◆ The problem
Present every line of the rows below as a numbered list, omitting any blank lines.

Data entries
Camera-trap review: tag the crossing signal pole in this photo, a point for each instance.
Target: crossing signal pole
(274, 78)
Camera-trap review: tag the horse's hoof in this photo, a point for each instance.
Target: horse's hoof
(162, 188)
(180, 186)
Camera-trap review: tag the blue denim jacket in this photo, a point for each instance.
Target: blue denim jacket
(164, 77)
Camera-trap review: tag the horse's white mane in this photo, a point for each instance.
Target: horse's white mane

◆ Solution for this problem
1. Camera-trap review: tag the crossing signal pole in this photo, a point for each instance.
2. Target: crossing signal pole
3. (274, 78)
4. Camera-trap review: tag the horse's hoof in this photo, a point for each instance.
5. Target: horse's hoof
6. (162, 188)
7. (180, 186)
8. Camera-trap review: tag the blue denim jacket in this photo, a point for each instance.
9. Target: blue denim jacket
10. (164, 77)
11. Camera-trap review: tag the horse's white mane in this photo, a point for each instance.
12. Target: horse's white mane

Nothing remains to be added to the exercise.